▶ [Aim of the exercise]:
In the abstract below on mistletoe extract in alloxan-induced diabetic rats, how often were the rats' blood glucose level and body weight monitored during extract administration?

▶ [Source passage]:
——————

Review Article - Volume 2 - Issue 3

Effects of Methanolic Extract of Mistiltoe (Viscum Album) on Alloxan Induced Diabetic Albino Rats

Bassey Nsor1* ; Mshelia P Paul2; Abubakar Abdullahi Modibbo3; Akan Augustine Eneji4

1Department of Biological Science, Gombe State University, Gombe, Nigeria.
2Department of Human Physiology, Abubakar Tafawa Balewa University, Bauchi, Nigeria.
3Department of Chemical Science, Federal Polytechnic, Mubi, Nigeria.
4Department of Biological Sciences, University of Calabar, Nigeria.

Received Date : Apr 09, 2022
Accepted Date : May 21, 2022
Published Date: Jun 04, 2022
Copyright:© Bassey Nsor 2022

*Corresponding Author : Bassey Nsor, Department of Biological Science, Gombe State University, Gombe, Nigeria.
Email: siregaius@gmail.com
DOI: Doi.org/10.55920/2771-019X/1162

Abstract

The plant Viscum album is used in folklore medicine to treat various diseases most especially diabetes mellitus. In this study, the antidiabetic potentials of the methanolic extract of Viscum album leave were evaluated using alloxan induced diabetes rats. Diabetes was induced using alloxan and 60mg/kg body weight. The diabetic rats were treated 1500 and 750 mg/kg body weight of viscum album leave extract and glinbenclamide was used as standard drug. During administration of extract, blood glucose level and body weight of the rat were being monitored at three days interval. There was a significant decrease in blood glucose level and body weight at three days interval. There was significant increases in (p<0.05) in alloxan induced group after 21 days oral administration of the extract at 1500 and 750 mg/kg. Body weight shows significant reduction in total cholesterol, triglyceride, low lipid density, lipo protein when compared to diabetic control and high density lipo protein showed significant increase (<p0.05) when compared to the diabetic control. Viscum album can be used in management of diabetes mellitus.

——————

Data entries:
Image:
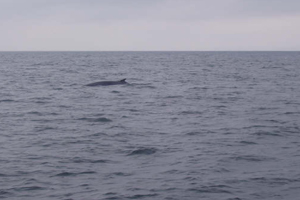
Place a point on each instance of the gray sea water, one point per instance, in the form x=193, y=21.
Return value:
x=187, y=126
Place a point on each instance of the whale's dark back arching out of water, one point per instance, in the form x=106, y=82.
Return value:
x=106, y=83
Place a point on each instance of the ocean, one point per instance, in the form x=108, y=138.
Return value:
x=187, y=126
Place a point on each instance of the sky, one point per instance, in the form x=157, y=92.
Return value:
x=149, y=25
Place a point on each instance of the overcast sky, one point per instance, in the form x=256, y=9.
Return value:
x=141, y=25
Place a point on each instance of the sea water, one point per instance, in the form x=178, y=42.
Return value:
x=187, y=126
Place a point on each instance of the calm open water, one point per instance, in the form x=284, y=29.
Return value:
x=189, y=125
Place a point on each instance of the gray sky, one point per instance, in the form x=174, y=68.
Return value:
x=120, y=25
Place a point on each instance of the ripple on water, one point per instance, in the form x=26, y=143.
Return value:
x=98, y=119
x=63, y=174
x=143, y=151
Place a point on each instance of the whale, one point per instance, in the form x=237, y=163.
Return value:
x=106, y=83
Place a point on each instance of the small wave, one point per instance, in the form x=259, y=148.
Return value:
x=211, y=189
x=7, y=100
x=100, y=119
x=29, y=188
x=267, y=133
x=82, y=160
x=74, y=174
x=143, y=151
x=140, y=196
x=247, y=142
x=252, y=158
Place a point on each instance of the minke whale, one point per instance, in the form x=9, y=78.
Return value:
x=105, y=83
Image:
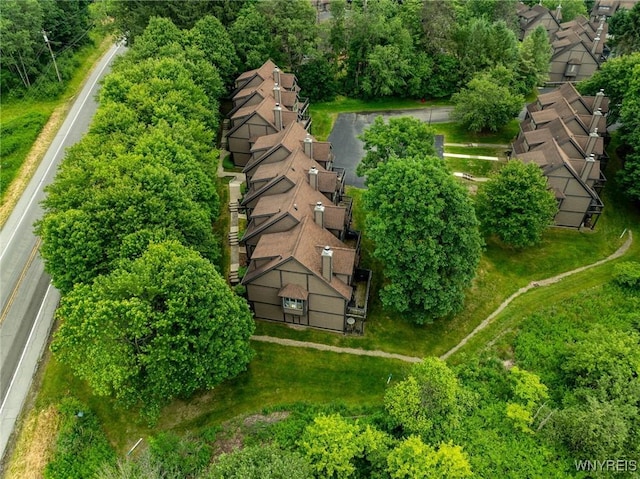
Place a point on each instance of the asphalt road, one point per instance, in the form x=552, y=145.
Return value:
x=27, y=298
x=348, y=148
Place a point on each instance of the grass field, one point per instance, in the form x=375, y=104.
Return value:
x=479, y=168
x=279, y=375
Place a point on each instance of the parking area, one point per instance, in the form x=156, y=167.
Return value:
x=348, y=148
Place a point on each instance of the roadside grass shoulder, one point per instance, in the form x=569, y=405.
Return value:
x=23, y=120
x=501, y=272
x=479, y=168
x=456, y=133
x=277, y=375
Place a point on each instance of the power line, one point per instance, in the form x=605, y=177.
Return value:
x=44, y=34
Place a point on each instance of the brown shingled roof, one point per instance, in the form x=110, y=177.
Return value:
x=294, y=291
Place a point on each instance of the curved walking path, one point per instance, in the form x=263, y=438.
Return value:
x=336, y=349
x=412, y=359
x=535, y=284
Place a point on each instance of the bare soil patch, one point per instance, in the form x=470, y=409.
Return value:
x=35, y=446
x=32, y=161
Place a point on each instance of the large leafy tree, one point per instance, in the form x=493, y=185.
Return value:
x=260, y=462
x=485, y=105
x=620, y=80
x=337, y=447
x=160, y=327
x=426, y=235
x=516, y=205
x=131, y=18
x=624, y=28
x=429, y=402
x=481, y=44
x=21, y=22
x=401, y=137
x=211, y=37
x=282, y=30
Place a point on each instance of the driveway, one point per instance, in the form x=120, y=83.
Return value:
x=348, y=148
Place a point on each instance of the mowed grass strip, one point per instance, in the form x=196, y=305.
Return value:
x=277, y=375
x=324, y=114
x=478, y=168
x=23, y=120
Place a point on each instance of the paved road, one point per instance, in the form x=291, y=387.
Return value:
x=27, y=298
x=348, y=149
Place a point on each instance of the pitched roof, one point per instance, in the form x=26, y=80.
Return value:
x=304, y=244
x=549, y=157
x=297, y=202
x=294, y=291
x=263, y=71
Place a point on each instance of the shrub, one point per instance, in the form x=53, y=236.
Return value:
x=627, y=274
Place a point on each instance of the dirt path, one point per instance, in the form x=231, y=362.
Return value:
x=536, y=284
x=335, y=349
x=412, y=359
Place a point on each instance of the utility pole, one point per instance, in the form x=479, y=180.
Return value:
x=46, y=40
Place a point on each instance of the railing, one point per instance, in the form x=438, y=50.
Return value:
x=347, y=203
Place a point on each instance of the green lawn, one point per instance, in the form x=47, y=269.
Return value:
x=324, y=115
x=479, y=168
x=454, y=133
x=277, y=375
x=282, y=375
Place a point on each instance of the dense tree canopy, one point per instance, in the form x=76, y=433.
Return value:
x=426, y=234
x=282, y=30
x=259, y=462
x=26, y=60
x=429, y=402
x=516, y=205
x=131, y=18
x=620, y=80
x=160, y=327
x=400, y=138
x=535, y=55
x=413, y=459
x=624, y=28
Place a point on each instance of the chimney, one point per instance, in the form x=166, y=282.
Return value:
x=594, y=47
x=595, y=119
x=277, y=113
x=313, y=177
x=327, y=263
x=276, y=93
x=318, y=214
x=308, y=146
x=591, y=142
x=589, y=161
x=598, y=101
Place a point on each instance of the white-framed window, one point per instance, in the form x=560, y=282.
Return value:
x=293, y=306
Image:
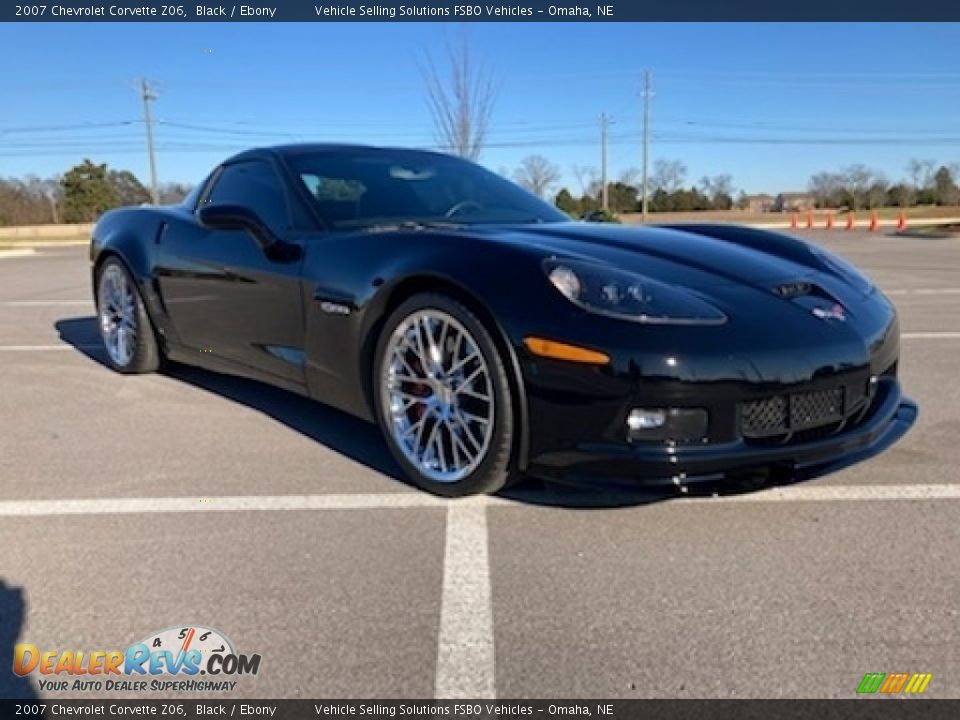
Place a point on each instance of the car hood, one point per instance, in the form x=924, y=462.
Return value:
x=687, y=259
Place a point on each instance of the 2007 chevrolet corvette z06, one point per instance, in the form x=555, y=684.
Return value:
x=490, y=337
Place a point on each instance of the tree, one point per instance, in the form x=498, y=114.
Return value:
x=857, y=181
x=173, y=193
x=623, y=197
x=921, y=173
x=901, y=195
x=87, y=192
x=537, y=174
x=719, y=189
x=569, y=204
x=461, y=101
x=586, y=176
x=827, y=189
x=945, y=187
x=668, y=175
x=129, y=190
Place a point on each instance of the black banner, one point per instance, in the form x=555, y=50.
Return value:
x=505, y=11
x=858, y=709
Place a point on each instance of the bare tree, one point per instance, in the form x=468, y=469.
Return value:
x=858, y=179
x=826, y=188
x=719, y=189
x=668, y=175
x=921, y=172
x=537, y=174
x=460, y=99
x=630, y=176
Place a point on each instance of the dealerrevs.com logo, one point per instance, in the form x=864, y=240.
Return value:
x=188, y=658
x=894, y=683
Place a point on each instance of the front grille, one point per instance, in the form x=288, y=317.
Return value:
x=764, y=417
x=815, y=408
x=782, y=417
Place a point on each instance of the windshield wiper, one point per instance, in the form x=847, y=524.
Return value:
x=413, y=225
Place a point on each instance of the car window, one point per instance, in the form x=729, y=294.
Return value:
x=366, y=187
x=255, y=185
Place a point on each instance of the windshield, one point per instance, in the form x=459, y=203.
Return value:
x=374, y=188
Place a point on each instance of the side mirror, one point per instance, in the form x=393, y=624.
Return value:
x=237, y=217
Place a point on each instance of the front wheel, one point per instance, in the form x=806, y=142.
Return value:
x=125, y=327
x=443, y=398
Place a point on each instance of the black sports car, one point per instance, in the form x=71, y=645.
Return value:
x=489, y=337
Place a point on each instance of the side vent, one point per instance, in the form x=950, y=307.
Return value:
x=794, y=289
x=161, y=231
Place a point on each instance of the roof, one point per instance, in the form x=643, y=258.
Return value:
x=292, y=149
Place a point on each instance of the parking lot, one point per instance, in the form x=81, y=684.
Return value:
x=133, y=504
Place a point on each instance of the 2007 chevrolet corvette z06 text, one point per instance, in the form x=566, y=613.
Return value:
x=490, y=337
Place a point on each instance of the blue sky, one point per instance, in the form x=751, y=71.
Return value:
x=769, y=104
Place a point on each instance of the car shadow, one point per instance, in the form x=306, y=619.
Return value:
x=342, y=433
x=363, y=442
x=12, y=613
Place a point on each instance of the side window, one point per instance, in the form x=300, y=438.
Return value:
x=253, y=184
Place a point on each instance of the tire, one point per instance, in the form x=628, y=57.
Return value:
x=435, y=363
x=125, y=328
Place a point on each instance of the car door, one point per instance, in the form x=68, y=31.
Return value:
x=224, y=294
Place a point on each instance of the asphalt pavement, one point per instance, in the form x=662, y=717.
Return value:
x=133, y=504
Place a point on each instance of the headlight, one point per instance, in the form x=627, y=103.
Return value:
x=838, y=266
x=608, y=291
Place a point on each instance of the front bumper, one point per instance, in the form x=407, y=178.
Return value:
x=889, y=417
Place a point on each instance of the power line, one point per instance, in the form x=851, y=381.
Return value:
x=647, y=92
x=148, y=97
x=604, y=127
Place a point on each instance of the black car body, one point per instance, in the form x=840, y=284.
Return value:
x=625, y=354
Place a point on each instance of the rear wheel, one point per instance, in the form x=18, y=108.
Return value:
x=443, y=399
x=125, y=327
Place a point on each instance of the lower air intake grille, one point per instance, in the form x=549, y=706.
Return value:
x=782, y=414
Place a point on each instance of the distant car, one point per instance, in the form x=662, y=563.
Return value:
x=599, y=216
x=489, y=337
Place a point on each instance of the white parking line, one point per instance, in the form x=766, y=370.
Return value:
x=46, y=303
x=924, y=291
x=840, y=493
x=411, y=500
x=224, y=503
x=45, y=348
x=930, y=336
x=17, y=252
x=465, y=655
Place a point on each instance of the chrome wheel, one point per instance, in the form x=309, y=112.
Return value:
x=437, y=395
x=118, y=314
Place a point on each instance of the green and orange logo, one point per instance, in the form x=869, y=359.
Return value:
x=894, y=683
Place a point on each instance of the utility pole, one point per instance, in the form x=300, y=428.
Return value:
x=647, y=92
x=604, y=124
x=148, y=96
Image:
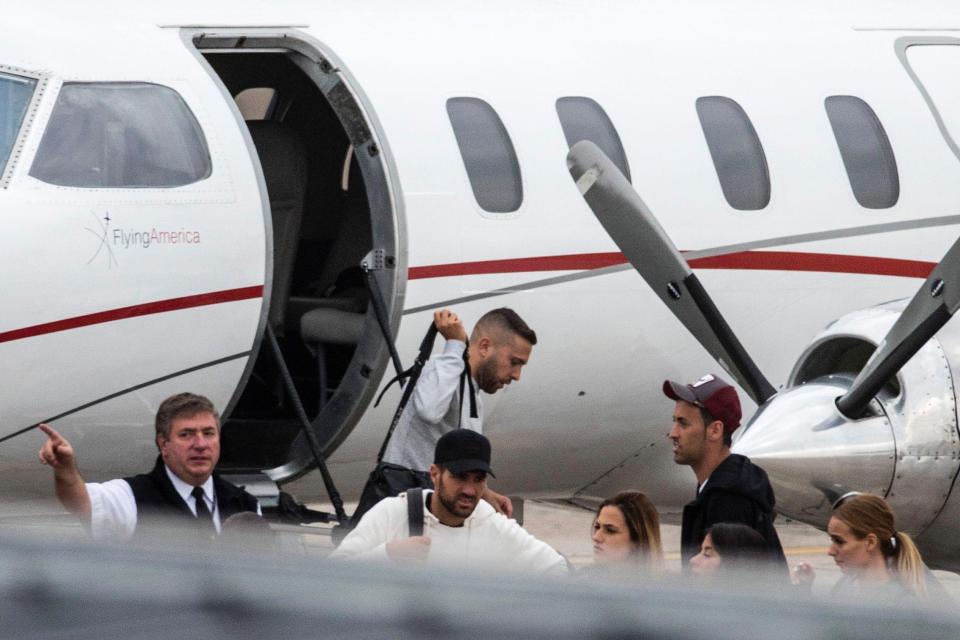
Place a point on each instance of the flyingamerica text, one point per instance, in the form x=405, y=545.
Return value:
x=146, y=239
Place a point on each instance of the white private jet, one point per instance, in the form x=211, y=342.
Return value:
x=176, y=180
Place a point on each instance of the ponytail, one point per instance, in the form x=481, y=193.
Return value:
x=909, y=564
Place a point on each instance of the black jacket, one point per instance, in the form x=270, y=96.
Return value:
x=158, y=501
x=737, y=491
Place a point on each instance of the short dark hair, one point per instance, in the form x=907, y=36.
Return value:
x=182, y=405
x=708, y=418
x=737, y=541
x=504, y=319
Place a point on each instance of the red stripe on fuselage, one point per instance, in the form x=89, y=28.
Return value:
x=148, y=308
x=760, y=260
x=756, y=260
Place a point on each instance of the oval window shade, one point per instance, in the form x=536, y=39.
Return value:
x=736, y=151
x=866, y=152
x=488, y=155
x=584, y=119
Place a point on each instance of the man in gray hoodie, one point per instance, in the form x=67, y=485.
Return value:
x=444, y=398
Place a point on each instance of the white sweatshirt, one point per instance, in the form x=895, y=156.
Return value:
x=487, y=540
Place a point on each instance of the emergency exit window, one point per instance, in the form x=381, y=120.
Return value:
x=15, y=94
x=737, y=153
x=865, y=150
x=121, y=135
x=487, y=153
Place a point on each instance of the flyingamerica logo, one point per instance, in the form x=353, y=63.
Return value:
x=112, y=238
x=128, y=238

——————

▶ [Answer to this problem]:
Every three days.